### Directions for this task
Rewrite the records below with "large tree" replaced by "big tree" and everything else unchanged. Leave the pictures out of your answer.
+++
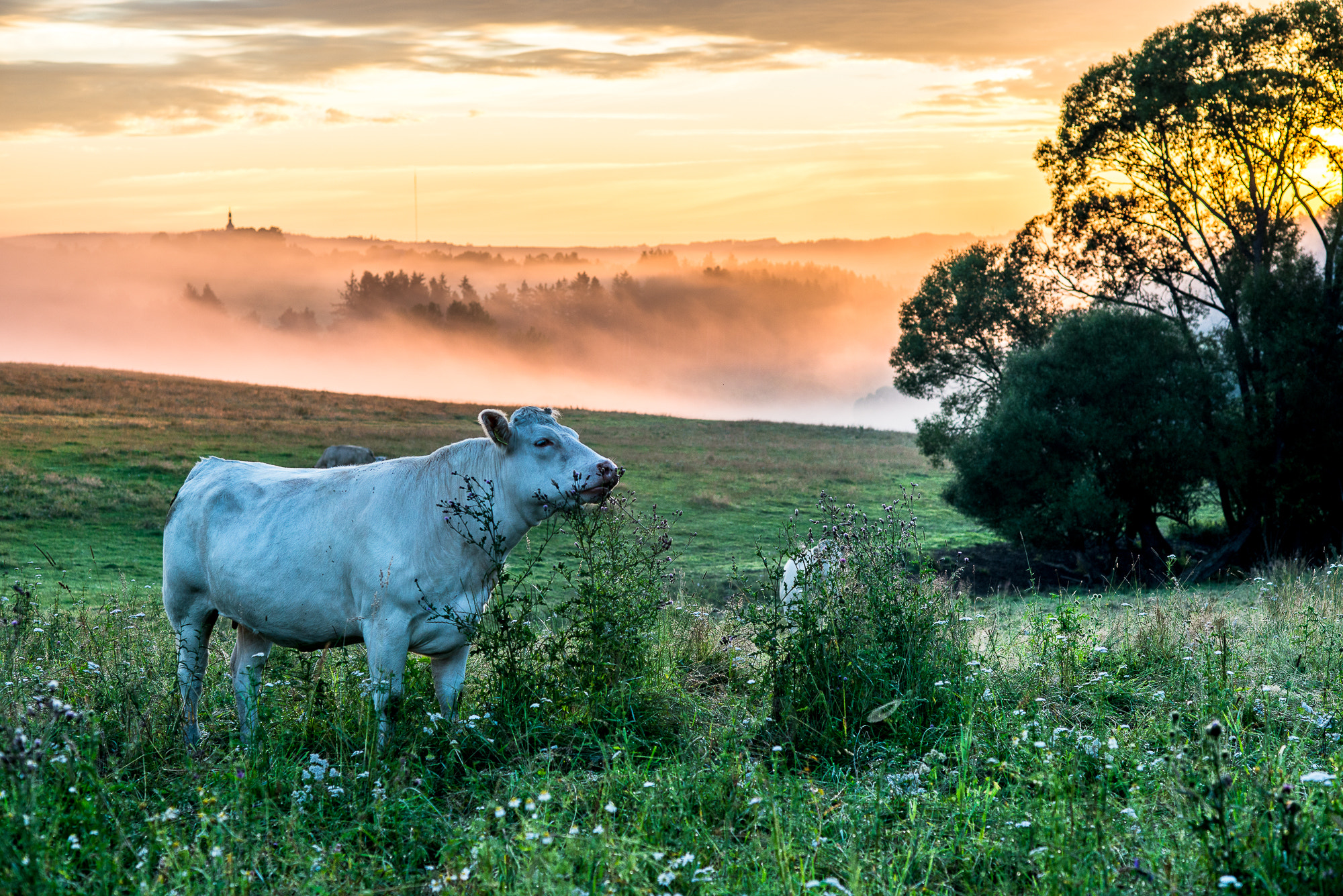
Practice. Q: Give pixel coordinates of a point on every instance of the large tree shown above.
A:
(1183, 177)
(1094, 436)
(973, 309)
+++
### Answer to this exercise
Practice. Q: Give pixel coordinates of a point on every instance of the big tree shown above.
A:
(1183, 177)
(1094, 436)
(973, 309)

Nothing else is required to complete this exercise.